PROBLEM REQUIREMENTS >>
Once the line holding "Target: hanging merchandise in shop" is found, output it and all remaining lines of the data exactly, with every picture left out.

--- DATA SECTION ---

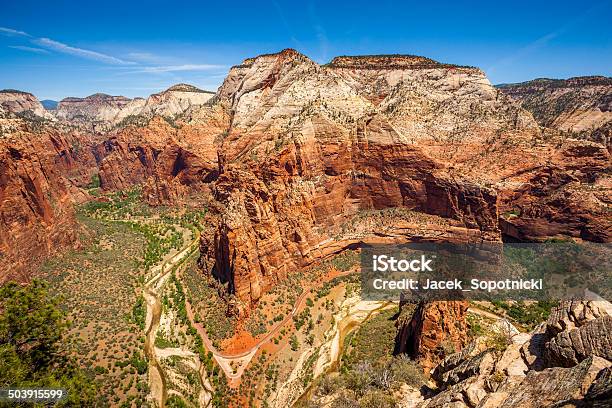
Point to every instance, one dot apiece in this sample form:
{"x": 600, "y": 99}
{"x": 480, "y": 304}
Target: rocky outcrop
{"x": 436, "y": 330}
{"x": 23, "y": 103}
{"x": 569, "y": 348}
{"x": 40, "y": 172}
{"x": 569, "y": 195}
{"x": 578, "y": 378}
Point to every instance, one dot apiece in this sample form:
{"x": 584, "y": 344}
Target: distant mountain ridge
{"x": 581, "y": 105}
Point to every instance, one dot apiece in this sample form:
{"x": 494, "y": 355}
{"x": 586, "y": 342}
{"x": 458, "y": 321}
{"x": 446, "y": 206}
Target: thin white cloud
{"x": 79, "y": 52}
{"x": 145, "y": 57}
{"x": 184, "y": 67}
{"x": 11, "y": 32}
{"x": 29, "y": 49}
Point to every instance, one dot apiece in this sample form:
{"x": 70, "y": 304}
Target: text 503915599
{"x": 32, "y": 394}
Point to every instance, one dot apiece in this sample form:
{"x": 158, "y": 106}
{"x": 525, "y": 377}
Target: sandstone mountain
{"x": 295, "y": 153}
{"x": 101, "y": 112}
{"x": 298, "y": 161}
{"x": 42, "y": 170}
{"x": 24, "y": 103}
{"x": 580, "y": 105}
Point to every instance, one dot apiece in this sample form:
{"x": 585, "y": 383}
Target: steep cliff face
{"x": 435, "y": 330}
{"x": 172, "y": 161}
{"x": 579, "y": 105}
{"x": 95, "y": 110}
{"x": 39, "y": 175}
{"x": 306, "y": 151}
{"x": 24, "y": 103}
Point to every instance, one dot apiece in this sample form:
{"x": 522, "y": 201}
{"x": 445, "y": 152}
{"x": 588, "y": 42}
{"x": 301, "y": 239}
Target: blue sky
{"x": 61, "y": 48}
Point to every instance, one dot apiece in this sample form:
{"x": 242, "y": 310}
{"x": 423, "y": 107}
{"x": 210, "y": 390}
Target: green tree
{"x": 31, "y": 327}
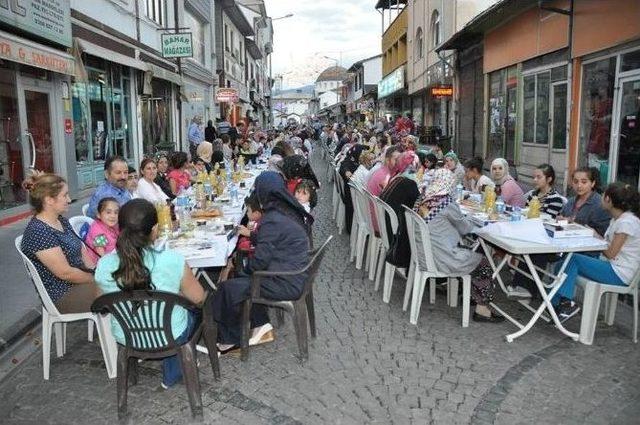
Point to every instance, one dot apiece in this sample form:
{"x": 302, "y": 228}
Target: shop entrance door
{"x": 36, "y": 128}
{"x": 625, "y": 146}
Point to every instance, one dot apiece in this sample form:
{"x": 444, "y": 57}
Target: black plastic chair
{"x": 145, "y": 319}
{"x": 301, "y": 310}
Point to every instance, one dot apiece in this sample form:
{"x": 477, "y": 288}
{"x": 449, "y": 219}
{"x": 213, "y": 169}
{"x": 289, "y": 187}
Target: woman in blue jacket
{"x": 282, "y": 244}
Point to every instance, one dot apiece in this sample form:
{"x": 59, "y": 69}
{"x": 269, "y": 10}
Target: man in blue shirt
{"x": 116, "y": 173}
{"x": 195, "y": 135}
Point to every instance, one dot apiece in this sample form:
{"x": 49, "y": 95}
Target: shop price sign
{"x": 227, "y": 95}
{"x": 442, "y": 91}
{"x": 178, "y": 45}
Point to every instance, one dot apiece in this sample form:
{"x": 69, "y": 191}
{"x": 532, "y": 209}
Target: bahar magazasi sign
{"x": 179, "y": 45}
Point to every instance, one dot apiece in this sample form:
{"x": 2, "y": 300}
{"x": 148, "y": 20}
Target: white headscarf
{"x": 500, "y": 179}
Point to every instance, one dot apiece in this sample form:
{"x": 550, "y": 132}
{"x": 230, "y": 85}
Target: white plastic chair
{"x": 375, "y": 240}
{"x": 593, "y": 292}
{"x": 51, "y": 318}
{"x": 340, "y": 214}
{"x": 360, "y": 217}
{"x": 425, "y": 268}
{"x": 384, "y": 210}
{"x": 78, "y": 221}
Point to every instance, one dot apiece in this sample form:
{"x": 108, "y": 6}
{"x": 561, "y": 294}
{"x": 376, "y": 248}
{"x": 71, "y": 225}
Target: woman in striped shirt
{"x": 544, "y": 176}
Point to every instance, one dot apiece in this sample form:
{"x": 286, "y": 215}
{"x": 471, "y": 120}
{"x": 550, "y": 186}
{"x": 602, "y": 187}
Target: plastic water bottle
{"x": 459, "y": 192}
{"x": 233, "y": 191}
{"x": 500, "y": 205}
{"x": 516, "y": 214}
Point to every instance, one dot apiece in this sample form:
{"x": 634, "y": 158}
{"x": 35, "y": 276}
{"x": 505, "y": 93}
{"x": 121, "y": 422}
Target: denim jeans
{"x": 592, "y": 268}
{"x": 171, "y": 369}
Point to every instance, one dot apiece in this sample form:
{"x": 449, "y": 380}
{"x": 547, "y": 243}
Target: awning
{"x": 100, "y": 52}
{"x": 23, "y": 51}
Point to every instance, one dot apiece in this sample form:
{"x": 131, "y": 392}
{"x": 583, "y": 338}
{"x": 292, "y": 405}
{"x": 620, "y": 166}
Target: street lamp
{"x": 288, "y": 15}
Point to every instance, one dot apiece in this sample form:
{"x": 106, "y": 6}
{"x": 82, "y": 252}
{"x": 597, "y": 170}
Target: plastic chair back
{"x": 420, "y": 241}
{"x": 32, "y": 272}
{"x": 384, "y": 211}
{"x": 78, "y": 222}
{"x": 144, "y": 316}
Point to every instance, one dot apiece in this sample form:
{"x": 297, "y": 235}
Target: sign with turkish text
{"x": 50, "y": 19}
{"x": 178, "y": 45}
{"x": 12, "y": 49}
{"x": 442, "y": 91}
{"x": 227, "y": 94}
{"x": 391, "y": 83}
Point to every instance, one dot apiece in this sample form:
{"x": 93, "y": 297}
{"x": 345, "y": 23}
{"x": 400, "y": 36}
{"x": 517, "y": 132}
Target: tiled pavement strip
{"x": 368, "y": 365}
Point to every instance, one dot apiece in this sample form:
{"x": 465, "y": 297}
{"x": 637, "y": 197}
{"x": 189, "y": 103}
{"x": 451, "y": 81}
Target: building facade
{"x": 392, "y": 88}
{"x": 36, "y": 129}
{"x": 561, "y": 85}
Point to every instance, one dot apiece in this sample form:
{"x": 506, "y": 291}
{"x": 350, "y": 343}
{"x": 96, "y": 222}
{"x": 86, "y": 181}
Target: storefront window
{"x": 595, "y": 122}
{"x": 156, "y": 119}
{"x": 11, "y": 165}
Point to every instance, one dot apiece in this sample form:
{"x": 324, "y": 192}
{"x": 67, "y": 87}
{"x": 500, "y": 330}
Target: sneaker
{"x": 518, "y": 292}
{"x": 262, "y": 335}
{"x": 566, "y": 310}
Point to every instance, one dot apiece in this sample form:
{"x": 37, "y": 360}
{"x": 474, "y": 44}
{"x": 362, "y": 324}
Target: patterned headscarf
{"x": 437, "y": 196}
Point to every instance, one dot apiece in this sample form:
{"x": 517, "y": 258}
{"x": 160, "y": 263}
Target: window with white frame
{"x": 436, "y": 33}
{"x": 196, "y": 27}
{"x": 418, "y": 53}
{"x": 544, "y": 104}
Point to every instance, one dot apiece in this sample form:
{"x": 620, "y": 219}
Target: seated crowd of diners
{"x": 391, "y": 165}
{"x": 118, "y": 252}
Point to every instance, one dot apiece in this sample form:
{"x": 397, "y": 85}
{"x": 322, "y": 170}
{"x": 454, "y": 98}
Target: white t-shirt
{"x": 626, "y": 263}
{"x": 151, "y": 192}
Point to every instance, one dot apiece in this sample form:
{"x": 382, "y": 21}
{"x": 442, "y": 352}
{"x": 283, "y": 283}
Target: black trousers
{"x": 228, "y": 299}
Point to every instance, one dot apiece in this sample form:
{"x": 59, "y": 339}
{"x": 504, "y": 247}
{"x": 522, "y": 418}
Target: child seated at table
{"x": 306, "y": 194}
{"x": 246, "y": 243}
{"x": 619, "y": 263}
{"x": 103, "y": 232}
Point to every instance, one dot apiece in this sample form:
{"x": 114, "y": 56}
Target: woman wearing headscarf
{"x": 204, "y": 152}
{"x": 282, "y": 244}
{"x": 347, "y": 167}
{"x": 401, "y": 190}
{"x": 452, "y": 163}
{"x": 447, "y": 227}
{"x": 297, "y": 168}
{"x": 506, "y": 186}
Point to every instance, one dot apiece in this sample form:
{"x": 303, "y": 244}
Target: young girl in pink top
{"x": 103, "y": 233}
{"x": 506, "y": 186}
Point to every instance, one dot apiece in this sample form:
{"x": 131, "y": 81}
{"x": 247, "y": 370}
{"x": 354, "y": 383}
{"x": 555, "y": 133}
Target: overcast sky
{"x": 347, "y": 29}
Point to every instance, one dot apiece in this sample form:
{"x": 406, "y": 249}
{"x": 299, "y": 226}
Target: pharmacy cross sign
{"x": 179, "y": 45}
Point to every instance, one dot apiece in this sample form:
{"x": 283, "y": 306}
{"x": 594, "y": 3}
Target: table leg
{"x": 546, "y": 301}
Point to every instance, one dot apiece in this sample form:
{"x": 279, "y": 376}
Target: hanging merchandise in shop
{"x": 177, "y": 45}
{"x": 50, "y": 19}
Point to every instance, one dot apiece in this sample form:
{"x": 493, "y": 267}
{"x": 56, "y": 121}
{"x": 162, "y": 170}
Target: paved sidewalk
{"x": 368, "y": 365}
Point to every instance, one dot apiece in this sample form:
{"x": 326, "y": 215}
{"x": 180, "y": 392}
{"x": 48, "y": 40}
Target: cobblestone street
{"x": 367, "y": 365}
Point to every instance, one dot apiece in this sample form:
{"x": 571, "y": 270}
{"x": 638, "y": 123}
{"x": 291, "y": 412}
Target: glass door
{"x": 627, "y": 136}
{"x": 37, "y": 129}
{"x": 11, "y": 153}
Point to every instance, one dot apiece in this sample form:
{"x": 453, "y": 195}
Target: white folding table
{"x": 522, "y": 250}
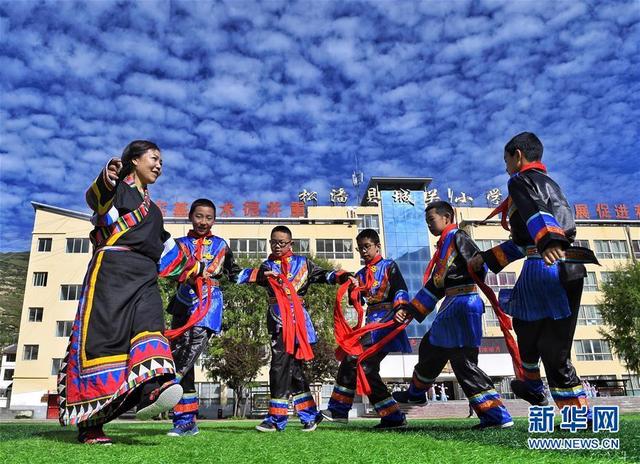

---

RESPONSE AREA >>
Target: hanging merchandise in shop
{"x": 177, "y": 45}
{"x": 50, "y": 19}
Point to every instance, one dot apiece in this sample form:
{"x": 493, "y": 267}
{"x": 56, "y": 121}
{"x": 162, "y": 170}
Target: paved sidewalk
{"x": 368, "y": 365}
Point to every instance, one dot apiece in this sample form:
{"x": 326, "y": 215}
{"x": 180, "y": 392}
{"x": 48, "y": 40}
Target: cobblestone street
{"x": 367, "y": 365}
Point to every instance, one dot apiece in this sample form:
{"x": 571, "y": 270}
{"x": 638, "y": 123}
{"x": 291, "y": 412}
Target: glass door
{"x": 627, "y": 136}
{"x": 37, "y": 129}
{"x": 11, "y": 153}
Point to every instance, one dot apiece in this sample form:
{"x": 453, "y": 195}
Target: white folding table
{"x": 522, "y": 250}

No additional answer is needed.